RICHIESTA ASSEGNATA 1: In quale anno Romano Guardini tenne la conferenza raccolta nel volume di cui parla l'estratto scelto?

ESTRATTO SCELTO:
--------

Il volume raccoglie il testo di una conferenza che Romano Guardini tenne nel lontano 1948 al Leibiniz-College dell’Università di Tubinga. La scrittura risente quindi dell’andamento del linguaggio “parlato” e l’autore non indulge in tecnicismi filosofici o teologici, ma assume il tono di una conversazione pacata pur se rigorosa. Nella Premessa del 1951 Guardini chiarisce che il compito dell’elogio del libro gli è parso necessario di fronte all’avanzare delle forze disgregatrici dell’antispirito che ne vorrebbero la scomparsa o comunque il controllo. Ma il libro ha accompagnato la storia dell’umanità e costituisce in quanto tale un oggetto complesso e significativo che spiega la relazione uomo-mondo. Sullo sfondo del libro che maneggiamo e leggiamo c’è infatti sempre l’uomo che dà testimonianza di sé nella forma archetipica della scrittura e nella costruzione di un manufatto del tutto originale che reca il profumo della sua presenza.
Nelle condizioni storiche date al tempo in cui Guardini compie la sua meditazione, proprie dell’immediato secondo dopoguerra e al formarsi in Europa di due blocchi politici contrapposti di Stati come risultato della guerra stessa, Guardini osserva che “ci basta anzi dare un’occhiata all’Est più vicino, per renderci conto di come sia addirittura un segno di dignità umana salvaguardata il poter liberamente disporre di libri”.
Questi “oggetti piccoli, eppure pieni di mondo” sono cellule viventi, seppur silenti, di uno sguardo profondo che ci appella e senza rumore ci invita ad interrogarli con riverenza e rispetto, e che richiedono un dialogo, una sintesi tra noi e loro. La sintesi si attua nella modalità dell’amore che non è solo, scrive Guardini, per quella “camera del tesoro” che esso è, non solo scrigno di un contenuto spirituale, ma anche come creatura, oggetto che è stato fatto dal nulla e che pretende cura, rispetto, dedizione anche nella veste corporea e fisica che assume.
E’ questo un punto importante e ricorrente che Guardini sottolinea più volte nel corso della sua conferenza:
chi ama il libro, prende in mano, col sentimento di una tranquilla familiarità, quell’oggetto che così si chiama, stampato su carta e rilegato in tela o cuoio o pergamena. Lo sente una creatura, che si tiene in onore e si cura, e della cui concretezza materiale si è lieti. Non è per lui solo il mezzo a uno scopo, sia pure il più spirituale, bensi qualcosa di pienamente compiuto in se stesso, saturo di significati molteplici e capace di dare con ricchezza.

--------

RECORD:
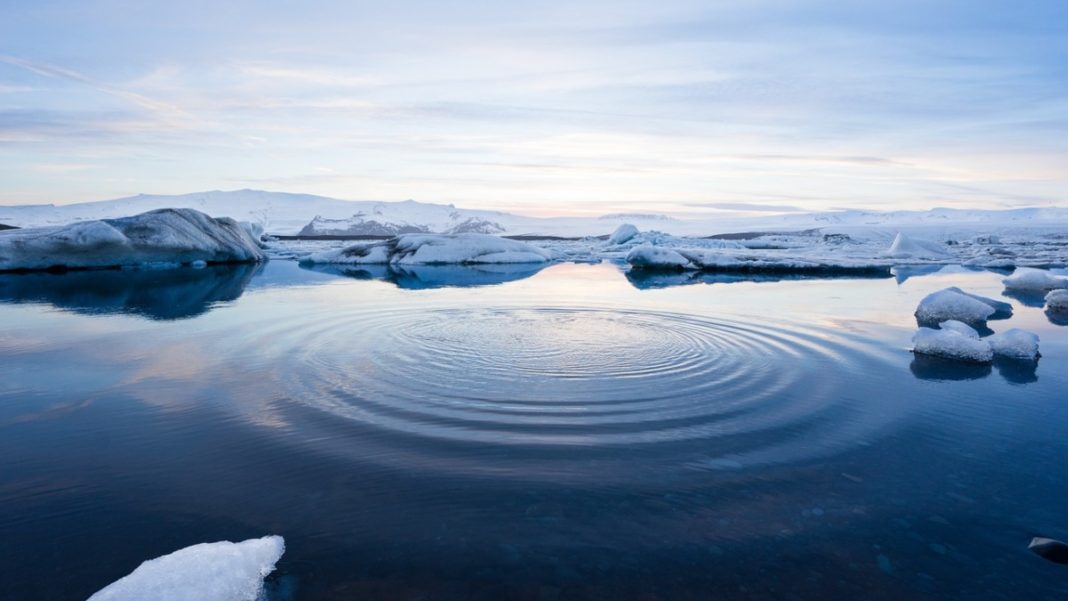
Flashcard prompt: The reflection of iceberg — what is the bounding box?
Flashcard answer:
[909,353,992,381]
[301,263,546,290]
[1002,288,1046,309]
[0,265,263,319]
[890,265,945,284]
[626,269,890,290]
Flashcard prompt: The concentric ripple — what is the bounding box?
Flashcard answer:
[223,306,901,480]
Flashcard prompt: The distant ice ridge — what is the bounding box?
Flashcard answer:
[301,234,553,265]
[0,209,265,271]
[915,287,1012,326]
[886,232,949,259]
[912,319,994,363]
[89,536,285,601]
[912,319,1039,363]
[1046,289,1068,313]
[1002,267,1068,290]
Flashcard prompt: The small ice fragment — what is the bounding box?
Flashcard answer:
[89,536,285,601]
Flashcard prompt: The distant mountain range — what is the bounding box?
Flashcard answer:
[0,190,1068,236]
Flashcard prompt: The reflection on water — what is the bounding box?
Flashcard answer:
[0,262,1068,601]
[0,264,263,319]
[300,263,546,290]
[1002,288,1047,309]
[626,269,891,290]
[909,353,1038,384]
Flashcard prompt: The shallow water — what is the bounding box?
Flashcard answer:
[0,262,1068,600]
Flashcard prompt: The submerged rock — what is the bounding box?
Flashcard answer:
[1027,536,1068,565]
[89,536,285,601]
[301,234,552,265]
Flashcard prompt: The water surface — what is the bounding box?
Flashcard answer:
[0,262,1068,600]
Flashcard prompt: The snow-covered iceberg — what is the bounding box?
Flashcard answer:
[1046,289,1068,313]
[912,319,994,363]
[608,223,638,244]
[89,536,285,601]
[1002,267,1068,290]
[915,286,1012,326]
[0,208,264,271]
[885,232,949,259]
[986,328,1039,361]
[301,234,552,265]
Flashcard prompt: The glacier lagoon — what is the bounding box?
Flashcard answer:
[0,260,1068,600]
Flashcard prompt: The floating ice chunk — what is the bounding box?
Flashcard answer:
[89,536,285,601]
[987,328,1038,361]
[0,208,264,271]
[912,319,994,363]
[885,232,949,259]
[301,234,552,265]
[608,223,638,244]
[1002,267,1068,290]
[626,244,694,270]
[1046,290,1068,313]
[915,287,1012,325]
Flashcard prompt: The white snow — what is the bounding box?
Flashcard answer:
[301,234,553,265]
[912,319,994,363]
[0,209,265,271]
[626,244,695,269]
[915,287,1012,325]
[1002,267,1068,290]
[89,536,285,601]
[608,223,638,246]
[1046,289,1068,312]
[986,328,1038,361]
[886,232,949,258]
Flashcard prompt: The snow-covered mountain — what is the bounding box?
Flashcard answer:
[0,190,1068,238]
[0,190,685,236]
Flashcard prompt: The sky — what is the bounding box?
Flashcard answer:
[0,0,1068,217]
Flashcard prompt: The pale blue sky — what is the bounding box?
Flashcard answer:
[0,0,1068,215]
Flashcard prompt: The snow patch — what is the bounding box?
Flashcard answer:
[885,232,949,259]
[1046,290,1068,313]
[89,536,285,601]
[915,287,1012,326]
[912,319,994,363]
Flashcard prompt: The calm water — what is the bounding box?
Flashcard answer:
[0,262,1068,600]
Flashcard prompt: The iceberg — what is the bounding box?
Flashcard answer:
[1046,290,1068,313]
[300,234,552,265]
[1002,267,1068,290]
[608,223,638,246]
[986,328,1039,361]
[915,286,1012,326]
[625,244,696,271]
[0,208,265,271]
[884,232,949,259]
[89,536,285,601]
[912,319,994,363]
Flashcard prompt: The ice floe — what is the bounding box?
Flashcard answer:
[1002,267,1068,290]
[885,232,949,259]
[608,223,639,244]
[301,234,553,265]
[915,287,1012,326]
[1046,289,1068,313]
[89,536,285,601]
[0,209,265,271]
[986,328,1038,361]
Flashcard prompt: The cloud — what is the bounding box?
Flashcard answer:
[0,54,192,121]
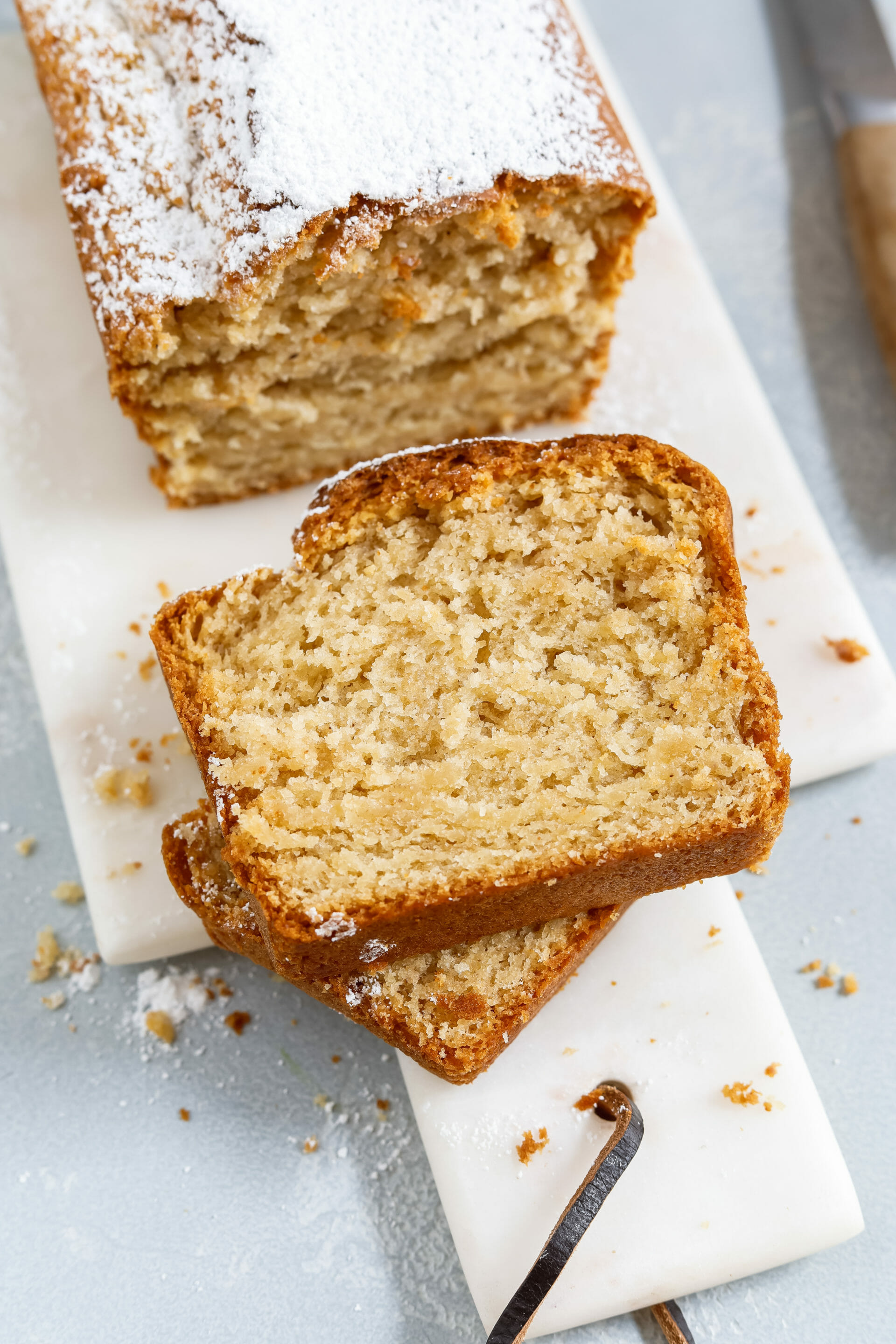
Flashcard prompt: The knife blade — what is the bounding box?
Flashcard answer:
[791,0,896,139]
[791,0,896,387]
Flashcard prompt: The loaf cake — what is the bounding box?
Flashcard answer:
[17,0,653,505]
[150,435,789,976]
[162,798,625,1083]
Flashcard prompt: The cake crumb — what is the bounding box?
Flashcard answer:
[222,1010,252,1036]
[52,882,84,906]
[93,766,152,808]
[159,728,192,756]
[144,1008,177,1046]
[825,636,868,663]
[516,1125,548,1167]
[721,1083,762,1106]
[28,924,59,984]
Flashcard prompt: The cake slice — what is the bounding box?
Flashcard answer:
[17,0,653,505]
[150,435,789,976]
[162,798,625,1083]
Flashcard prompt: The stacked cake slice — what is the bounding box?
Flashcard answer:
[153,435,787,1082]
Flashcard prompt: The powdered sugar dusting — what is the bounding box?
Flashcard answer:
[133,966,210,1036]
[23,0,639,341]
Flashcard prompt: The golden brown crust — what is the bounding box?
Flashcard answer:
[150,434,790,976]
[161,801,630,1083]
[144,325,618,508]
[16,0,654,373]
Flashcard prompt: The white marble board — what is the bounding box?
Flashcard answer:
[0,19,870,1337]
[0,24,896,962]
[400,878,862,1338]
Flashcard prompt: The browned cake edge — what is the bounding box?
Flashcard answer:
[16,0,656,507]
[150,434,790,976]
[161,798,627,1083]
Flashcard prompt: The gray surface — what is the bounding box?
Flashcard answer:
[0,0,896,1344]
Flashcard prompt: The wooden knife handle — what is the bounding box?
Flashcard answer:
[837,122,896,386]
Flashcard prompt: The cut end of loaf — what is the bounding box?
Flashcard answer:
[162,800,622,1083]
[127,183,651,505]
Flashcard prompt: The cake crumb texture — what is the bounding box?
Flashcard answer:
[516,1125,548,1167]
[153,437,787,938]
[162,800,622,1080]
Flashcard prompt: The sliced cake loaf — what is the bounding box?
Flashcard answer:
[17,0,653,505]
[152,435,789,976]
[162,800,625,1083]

--------

RICHIESTA ASSEGNATA 2: Sostituisci "bounding box" con "riquadro di delimitazione" nella parte dei record che va dall'inizio dei record fino alla riga contenente "[0,190,1068,236]", estremi inclusi, e riporta solo quelle righe con il resto invariato. Lascia fuori le immagini.

SOLUZIONE 1: Nel 1948.

SOLUZIONE 2:
Flashcard prompt: The reflection of iceberg — what is the riquadro di delimitazione?
Flashcard answer:
[909,353,992,381]
[301,263,546,290]
[1002,288,1046,309]
[0,265,263,319]
[890,265,945,284]
[626,269,890,290]
Flashcard prompt: The concentric ripple — what is the riquadro di delimitazione?
Flashcard answer:
[223,306,901,480]
Flashcard prompt: The distant ice ridge — what is the riquadro di delimitazione?
Flashcard answer:
[301,234,553,265]
[0,209,265,271]
[915,287,1012,326]
[886,232,949,259]
[912,319,994,363]
[89,536,285,601]
[912,319,1039,363]
[1046,289,1068,313]
[1002,267,1068,290]
Flashcard prompt: The small ice fragment — what is the riquadro di delimitazione?
Flashcard answer:
[89,536,285,601]
Flashcard prompt: The distant mountain range — what is the riquadro di delimitazione?
Flashcard answer:
[0,190,1068,236]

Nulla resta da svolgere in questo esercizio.